Print each of the entries exactly, leaving nothing out.

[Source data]
------------

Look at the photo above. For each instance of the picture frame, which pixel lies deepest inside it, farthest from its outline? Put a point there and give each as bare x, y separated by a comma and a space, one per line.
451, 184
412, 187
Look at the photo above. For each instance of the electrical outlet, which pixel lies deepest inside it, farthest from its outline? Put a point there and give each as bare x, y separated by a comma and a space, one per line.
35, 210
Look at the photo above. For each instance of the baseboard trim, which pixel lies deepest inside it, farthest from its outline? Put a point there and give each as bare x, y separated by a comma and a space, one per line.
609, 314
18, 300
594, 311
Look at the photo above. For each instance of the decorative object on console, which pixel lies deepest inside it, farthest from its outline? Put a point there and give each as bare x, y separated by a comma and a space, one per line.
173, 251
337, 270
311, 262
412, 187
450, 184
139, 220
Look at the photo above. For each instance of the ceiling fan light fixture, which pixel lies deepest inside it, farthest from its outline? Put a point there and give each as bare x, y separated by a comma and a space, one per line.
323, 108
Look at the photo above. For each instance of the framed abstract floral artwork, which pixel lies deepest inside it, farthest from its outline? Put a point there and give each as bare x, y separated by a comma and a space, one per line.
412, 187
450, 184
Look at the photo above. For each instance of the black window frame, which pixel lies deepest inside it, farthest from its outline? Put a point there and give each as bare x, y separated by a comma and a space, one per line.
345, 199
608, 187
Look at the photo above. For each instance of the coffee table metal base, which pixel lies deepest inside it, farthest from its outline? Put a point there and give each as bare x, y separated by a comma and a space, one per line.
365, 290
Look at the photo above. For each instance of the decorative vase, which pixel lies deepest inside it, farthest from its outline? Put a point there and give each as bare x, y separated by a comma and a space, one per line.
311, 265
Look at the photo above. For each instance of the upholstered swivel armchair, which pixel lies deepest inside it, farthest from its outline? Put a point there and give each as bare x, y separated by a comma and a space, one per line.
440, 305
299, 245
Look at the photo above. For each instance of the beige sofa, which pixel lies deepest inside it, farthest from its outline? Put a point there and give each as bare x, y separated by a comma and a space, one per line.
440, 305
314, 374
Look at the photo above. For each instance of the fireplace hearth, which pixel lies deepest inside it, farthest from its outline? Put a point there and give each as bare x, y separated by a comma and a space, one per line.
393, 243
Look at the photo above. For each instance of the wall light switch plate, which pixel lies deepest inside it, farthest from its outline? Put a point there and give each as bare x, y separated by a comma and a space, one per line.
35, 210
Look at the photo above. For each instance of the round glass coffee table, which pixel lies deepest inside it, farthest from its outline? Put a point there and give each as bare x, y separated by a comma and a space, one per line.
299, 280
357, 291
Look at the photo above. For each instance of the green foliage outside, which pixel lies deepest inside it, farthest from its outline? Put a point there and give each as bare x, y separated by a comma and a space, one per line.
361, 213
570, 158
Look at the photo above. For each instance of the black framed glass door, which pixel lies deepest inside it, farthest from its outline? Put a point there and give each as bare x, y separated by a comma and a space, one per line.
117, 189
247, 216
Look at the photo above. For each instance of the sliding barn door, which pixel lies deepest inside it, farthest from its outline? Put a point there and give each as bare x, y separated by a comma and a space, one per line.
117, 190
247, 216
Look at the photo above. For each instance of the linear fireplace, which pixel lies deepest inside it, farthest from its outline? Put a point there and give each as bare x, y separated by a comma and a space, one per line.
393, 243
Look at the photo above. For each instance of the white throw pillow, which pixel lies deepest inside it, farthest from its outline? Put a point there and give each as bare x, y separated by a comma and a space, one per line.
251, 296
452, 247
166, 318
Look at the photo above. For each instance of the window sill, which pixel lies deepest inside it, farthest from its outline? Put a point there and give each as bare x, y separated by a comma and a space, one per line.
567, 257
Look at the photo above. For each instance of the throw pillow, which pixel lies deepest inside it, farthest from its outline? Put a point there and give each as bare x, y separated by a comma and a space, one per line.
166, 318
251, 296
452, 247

------------

◆ **Exercise response**:
Look at the photo above. For each instance of the picture frame, which pixel lies deepest inside it, farthest from its outline? Put a point there and give each as bare x, y separated by a comma and a space, one per line.
451, 184
412, 187
Look at the photo above. For each instance of the electrical outlet, which pixel lies deepest inside it, farthest from its outline? Put a point there and give each as bare x, y separated by a comma and a space, one per line.
35, 210
Look at the photo above. For each instance of the baseboard trim, which pixel lies deepest inside it, farthest from its outline? Put a point there and give each as bare x, y separated by a comma and a space, one per line.
609, 314
18, 300
594, 311
Look at the photo above. For each instance of the decorative object on console, which pixel lies deepest inside it, farthest from its outline? Put a point there and give each as bare x, y separated by a comma and a space, one per line.
173, 251
337, 270
311, 262
412, 187
450, 184
139, 220
Look at the photo above. For each instance of the ceiling fan light fixture, which pixel lies deepest inside it, farthest from its outline? Put a point there and give each as bare x, y separated by a comma and a space, one per line.
323, 108
Look at the photo above. For each instance of the framed abstract floral artwork, which pixel lies deepest inside it, farthest from its outline? Put a point there and give each as bare x, y separated by a comma and a space, one per line.
412, 187
450, 184
Look at the photo above. For each instance of the black window frame, which pixel lies deepest inside it, farthest from its outline? Put a point there and give each as bare x, y separated by a comma and a space, one per line.
345, 199
608, 187
Look at the photo above. For each instance of the coffee table metal base, which pixel lies deepest inside it, farthest from its outline? Put a point there and give each as bare x, y separated by a comma and a space, one per line.
365, 290
Look at the photo above. For each instance of the decorative vase, which pixel lies deepest inside it, farthest from its outline? Put a point there and give each as bare x, y separated by a comma and a space, one per line.
311, 265
Look at the photo above. For each instance of the upholstered swivel armchair, which pixel lies deepest inside it, farthest from its outline? Put a point there and give each as bare x, y separated by a comma and a space, one per line.
440, 305
299, 245
Look at the photo above. For each instance of the beige sofa, which pixel lies deepest inside it, farthest from its outline? Put a point there and give each as bare x, y separated by a comma and a space, one per line.
440, 305
314, 374
Look at the photo above. For each instance of the fireplace hearth, which pixel lies deepest inside it, farthest from its outline? Put a point there and give each as bare x, y separated by a comma and a space, one per line.
393, 243
Look at the photo above. For each instance of the wall light switch plate, which pixel lies deepest inside it, farthest from its outline? Put a point there and give each as bare x, y separated by a comma and a space, one per line.
35, 210
Look at the photo above. For each instance of the round glass coffee table, which pixel lies deepest inside it, farthest from its outline? Put a point there and give each as bare x, y separated by a comma and a space, one per line.
299, 280
357, 291
Look at the photo above. For each instance of the green foliage outside, which pixel lies deepest inside it, farthest from its outline? Put a point there and give each as bare x, y separated by a comma and a space, one per line.
361, 213
570, 158
Look at the photo above. For each instance of the black framed glass door, which pixel lies deepest inside it, farthest from its outline? Put a point there and give each as bare x, y separated by a comma and a space, one per line.
117, 189
247, 216
Look at the photo above. For each instance of the sliding barn door, which pixel lies deepest inside it, farthest from its outline? Put a point there and give each as bare x, y separated by a comma and a space, one per line.
117, 190
247, 216
Look at the photo above. For each instance of the linear fireplace, which pixel lies deepest inside it, farthest from its outline? Put a point there and give each as bare x, y separated by a comma and a space, one per line.
393, 243
Look at the photo above. For each instance of the white throw pillow, which pixel lies deepest inside it, farthest from its outline? Put a point there and give each as bare x, y separated by a comma and a space, one per line.
251, 296
452, 247
166, 318
Look at the photo above. For each instance of the window sill, which pixel lies deepest inside it, farthest from its outline? Put a point there and give each as bare x, y separated by a comma and a space, one per line.
567, 257
Look at the photo above. For each instance of the throw pillow, which pixel lies deepest inside it, farthest from its outline? Put a point there and give each as bare x, y separated by a comma and a space, one per line.
166, 318
251, 296
452, 247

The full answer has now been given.